Decide whether each statement agrees with the passage on the Sassoon family below. For each, answer yes or no and quote the deciding words of the passage. 1. The Cathay Hotel was built in 1929 by Victor Sassoon. 2. At this time, members of the family still dressed in Baghdadi robes and turbans. 3. The Sassoons were among the founding members of HSBC.

Extract provided:
··········
By now, the Opium trade was dead, but the family had branched into a number of operations, including banking. The Sassoons were one of the founding members of the Hong Kong and Shanghai Banking Corporation (HSBC), one of the largest banks in the world today.  Members of the family no longer dressed in Baghdadi robes and turbans but in Savile Row suits and occasionally, the Jewish hat. Shanghai soon became the primary base of the Sassoon family and like they did in Bombay, they built several buildings there that survive to this day. The most famous among them is the Cathay Hotel, also known as the Peace Hotel on Shanghai’s historical waterfront, The Bund. The hotel, built in 1929 by Victor Sassoon, a Cambridge-educated real estate tycoon, is also home to the Sassoon House, which was one of the first skyscrapers in the eastern hemisphere. 

The Cathay Hotel of Shanghai became a landmark of the east- a den of the indulgent, Jazz-soaked, decadence that characterized the inter-war years. From Hollywood aristocracy to European nobility to Indian Maharajahs, everyone stopped by the Cathay hotel of Shanghai for a good time. The Cathay Hotel of Shanghai became a symbol of the age – of Jazz bands, ball dances, of card rooms filled with expensive cigar smoke that hung over pomaded hair in a blue haze. Of laughter, joy, deception, lust, caution. Its charmed circle of patrons drawn from the upper crust of the far East, cocooned in their little world of art-deco opulence, unaware, like everyone else, of the dark clouds of war and revolution gathering on the horizon.
··········
Material shown:
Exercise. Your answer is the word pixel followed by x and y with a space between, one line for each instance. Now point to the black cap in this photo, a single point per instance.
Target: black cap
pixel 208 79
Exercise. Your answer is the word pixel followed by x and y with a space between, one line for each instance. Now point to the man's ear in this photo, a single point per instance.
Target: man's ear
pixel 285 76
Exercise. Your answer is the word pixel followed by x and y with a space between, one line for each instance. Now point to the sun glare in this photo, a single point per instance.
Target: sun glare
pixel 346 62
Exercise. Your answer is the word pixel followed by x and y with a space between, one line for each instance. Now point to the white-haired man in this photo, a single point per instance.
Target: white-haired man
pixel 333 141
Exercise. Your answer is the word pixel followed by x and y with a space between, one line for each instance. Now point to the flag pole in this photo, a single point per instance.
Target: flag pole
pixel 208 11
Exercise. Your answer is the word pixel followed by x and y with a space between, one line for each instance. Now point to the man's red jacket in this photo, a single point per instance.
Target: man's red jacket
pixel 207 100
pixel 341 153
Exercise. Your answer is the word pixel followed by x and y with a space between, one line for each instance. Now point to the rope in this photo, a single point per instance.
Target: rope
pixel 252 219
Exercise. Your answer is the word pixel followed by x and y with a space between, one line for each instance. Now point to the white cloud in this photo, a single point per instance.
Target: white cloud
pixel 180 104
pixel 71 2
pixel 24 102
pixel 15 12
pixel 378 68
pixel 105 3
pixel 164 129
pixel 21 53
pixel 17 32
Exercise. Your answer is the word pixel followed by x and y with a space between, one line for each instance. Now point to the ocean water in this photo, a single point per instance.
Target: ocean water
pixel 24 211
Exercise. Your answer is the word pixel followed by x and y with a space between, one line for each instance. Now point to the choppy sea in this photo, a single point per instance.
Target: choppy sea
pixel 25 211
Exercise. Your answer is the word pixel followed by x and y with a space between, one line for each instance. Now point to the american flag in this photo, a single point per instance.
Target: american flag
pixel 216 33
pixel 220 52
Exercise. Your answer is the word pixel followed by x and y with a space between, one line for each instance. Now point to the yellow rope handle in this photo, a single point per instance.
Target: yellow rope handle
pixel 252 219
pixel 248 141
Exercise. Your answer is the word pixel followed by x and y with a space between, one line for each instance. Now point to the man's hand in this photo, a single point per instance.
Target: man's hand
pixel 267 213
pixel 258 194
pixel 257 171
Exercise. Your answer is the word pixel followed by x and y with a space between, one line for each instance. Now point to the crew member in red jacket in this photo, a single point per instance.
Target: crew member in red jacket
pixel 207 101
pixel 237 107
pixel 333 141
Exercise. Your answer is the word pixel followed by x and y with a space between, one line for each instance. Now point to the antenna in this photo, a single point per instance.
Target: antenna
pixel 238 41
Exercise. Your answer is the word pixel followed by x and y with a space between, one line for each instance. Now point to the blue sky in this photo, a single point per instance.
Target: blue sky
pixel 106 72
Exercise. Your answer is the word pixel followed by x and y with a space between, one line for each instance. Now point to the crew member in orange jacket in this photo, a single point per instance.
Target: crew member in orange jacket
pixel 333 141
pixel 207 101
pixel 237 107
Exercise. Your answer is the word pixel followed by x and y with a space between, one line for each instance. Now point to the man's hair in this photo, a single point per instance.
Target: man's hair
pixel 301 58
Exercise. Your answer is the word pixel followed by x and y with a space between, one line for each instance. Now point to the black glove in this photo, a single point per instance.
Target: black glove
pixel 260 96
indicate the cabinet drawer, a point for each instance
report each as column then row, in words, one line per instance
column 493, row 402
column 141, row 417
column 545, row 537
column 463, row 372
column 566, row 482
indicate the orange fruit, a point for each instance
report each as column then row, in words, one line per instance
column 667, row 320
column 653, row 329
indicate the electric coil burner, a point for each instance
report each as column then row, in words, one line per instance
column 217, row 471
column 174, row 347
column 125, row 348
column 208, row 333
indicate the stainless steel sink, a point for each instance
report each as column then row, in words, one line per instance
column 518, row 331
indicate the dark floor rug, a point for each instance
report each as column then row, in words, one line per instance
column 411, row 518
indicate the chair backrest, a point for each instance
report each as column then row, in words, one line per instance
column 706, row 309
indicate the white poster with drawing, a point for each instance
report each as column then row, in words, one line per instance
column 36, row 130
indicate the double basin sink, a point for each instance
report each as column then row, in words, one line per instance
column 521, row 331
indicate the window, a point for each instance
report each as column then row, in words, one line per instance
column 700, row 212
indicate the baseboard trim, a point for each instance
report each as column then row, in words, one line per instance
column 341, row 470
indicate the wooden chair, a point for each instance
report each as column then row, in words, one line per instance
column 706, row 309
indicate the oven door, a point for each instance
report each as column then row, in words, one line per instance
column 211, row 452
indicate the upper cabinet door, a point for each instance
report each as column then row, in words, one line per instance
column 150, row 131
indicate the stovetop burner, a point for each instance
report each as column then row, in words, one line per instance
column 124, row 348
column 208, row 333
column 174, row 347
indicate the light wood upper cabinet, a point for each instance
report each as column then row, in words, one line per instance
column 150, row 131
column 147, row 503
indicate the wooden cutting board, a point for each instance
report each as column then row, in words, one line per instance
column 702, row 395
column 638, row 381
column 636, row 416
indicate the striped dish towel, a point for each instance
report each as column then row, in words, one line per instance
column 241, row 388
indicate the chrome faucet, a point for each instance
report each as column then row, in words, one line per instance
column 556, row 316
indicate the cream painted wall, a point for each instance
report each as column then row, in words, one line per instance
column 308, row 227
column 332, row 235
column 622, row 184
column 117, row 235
··········
Solution to this exercise:
1. Yes: "The hotel, built in 1929 by Victor Sassoon"
2. No: "Members of the family no longer dressed in Baghdadi robes and turbans"
3. Yes: "The Sassoons were one of the founding members of the Hong Kong and Shanghai Banking Corporation (HSBC)"